(Beginning of EXTRACTED DATA)

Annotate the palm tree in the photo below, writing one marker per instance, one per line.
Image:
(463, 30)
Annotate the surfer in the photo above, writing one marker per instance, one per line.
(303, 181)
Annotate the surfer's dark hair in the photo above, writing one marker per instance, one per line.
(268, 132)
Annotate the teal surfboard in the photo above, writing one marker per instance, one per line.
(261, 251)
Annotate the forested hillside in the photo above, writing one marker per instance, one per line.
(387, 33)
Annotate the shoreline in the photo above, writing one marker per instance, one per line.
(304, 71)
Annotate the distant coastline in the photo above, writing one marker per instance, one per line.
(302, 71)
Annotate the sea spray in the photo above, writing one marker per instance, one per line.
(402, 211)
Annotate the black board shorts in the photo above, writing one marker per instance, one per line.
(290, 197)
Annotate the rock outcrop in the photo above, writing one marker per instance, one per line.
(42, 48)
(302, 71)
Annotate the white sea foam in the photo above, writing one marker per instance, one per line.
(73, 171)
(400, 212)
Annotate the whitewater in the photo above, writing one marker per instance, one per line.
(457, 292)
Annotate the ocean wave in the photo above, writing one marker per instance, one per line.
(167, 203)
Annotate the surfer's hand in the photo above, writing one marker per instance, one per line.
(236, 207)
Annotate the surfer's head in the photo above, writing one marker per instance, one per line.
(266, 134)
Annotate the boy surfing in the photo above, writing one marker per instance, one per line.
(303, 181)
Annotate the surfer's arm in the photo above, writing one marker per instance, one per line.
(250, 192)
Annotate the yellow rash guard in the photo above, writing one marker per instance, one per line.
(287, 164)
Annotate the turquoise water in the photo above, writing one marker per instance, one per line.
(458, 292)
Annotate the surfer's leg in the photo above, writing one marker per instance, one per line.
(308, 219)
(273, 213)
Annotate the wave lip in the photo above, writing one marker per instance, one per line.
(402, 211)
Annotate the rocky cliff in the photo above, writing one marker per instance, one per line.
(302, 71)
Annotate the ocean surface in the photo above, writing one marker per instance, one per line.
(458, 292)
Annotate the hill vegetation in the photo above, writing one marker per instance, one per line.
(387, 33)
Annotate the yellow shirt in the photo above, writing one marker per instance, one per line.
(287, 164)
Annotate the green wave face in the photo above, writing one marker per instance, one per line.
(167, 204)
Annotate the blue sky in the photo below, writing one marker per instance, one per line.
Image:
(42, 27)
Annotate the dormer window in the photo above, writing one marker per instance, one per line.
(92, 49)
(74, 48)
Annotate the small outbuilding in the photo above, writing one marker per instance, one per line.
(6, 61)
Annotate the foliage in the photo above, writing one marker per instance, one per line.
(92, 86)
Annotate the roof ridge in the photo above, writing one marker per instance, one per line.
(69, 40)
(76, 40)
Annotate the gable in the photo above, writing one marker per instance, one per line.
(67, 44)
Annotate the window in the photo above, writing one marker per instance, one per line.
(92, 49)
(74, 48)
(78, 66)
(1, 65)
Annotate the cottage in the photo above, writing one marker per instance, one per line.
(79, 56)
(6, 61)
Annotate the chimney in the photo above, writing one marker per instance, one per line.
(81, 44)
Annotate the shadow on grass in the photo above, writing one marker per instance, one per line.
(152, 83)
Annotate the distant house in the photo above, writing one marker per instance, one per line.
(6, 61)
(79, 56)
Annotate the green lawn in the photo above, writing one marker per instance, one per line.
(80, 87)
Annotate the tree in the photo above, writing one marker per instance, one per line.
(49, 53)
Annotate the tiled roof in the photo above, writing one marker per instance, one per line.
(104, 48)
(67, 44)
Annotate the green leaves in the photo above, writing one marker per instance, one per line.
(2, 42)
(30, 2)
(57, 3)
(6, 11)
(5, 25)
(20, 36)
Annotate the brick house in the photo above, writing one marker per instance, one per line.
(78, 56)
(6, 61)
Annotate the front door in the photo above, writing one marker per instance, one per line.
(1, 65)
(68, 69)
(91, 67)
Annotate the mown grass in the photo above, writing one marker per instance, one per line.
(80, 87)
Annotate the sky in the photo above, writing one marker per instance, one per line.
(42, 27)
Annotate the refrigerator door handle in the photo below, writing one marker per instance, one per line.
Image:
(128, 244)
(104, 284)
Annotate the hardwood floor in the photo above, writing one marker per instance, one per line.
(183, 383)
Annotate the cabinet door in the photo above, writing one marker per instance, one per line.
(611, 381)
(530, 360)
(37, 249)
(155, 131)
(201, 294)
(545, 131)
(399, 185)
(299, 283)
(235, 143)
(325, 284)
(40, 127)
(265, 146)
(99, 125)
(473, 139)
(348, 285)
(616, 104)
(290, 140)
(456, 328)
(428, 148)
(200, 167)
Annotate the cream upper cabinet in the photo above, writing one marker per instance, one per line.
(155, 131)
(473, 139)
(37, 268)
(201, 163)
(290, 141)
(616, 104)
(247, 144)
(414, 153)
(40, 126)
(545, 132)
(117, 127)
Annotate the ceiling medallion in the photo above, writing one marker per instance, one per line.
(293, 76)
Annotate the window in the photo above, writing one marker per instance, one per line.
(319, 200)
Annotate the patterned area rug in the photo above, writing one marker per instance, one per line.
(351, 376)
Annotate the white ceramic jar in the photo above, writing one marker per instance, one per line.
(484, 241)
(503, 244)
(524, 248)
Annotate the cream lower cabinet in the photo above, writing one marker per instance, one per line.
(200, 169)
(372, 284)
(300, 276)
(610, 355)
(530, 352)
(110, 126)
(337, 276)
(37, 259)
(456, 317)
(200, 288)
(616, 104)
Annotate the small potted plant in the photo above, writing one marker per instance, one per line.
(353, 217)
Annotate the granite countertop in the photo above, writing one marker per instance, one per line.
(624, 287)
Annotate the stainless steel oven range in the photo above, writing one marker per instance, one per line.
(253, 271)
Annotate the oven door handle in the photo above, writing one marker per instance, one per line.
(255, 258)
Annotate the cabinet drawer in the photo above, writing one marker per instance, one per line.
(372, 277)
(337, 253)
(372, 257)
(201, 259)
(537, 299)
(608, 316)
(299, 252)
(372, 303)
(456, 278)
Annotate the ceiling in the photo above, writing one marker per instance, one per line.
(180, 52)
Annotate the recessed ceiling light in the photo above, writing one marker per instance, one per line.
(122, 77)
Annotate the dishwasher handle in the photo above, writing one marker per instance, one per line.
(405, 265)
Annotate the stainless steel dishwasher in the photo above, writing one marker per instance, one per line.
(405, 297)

(End of EXTRACTED DATA)

Please copy every line of the data that carries the string "below".

Annotate the palm tree in the photo below, writing one marker per instance, one per line.
Annotate the blue sky in the photo below, writing one marker per instance, one per line.
Annotate the refrigerator door handle in the photo below, writing one marker per instance, one per line.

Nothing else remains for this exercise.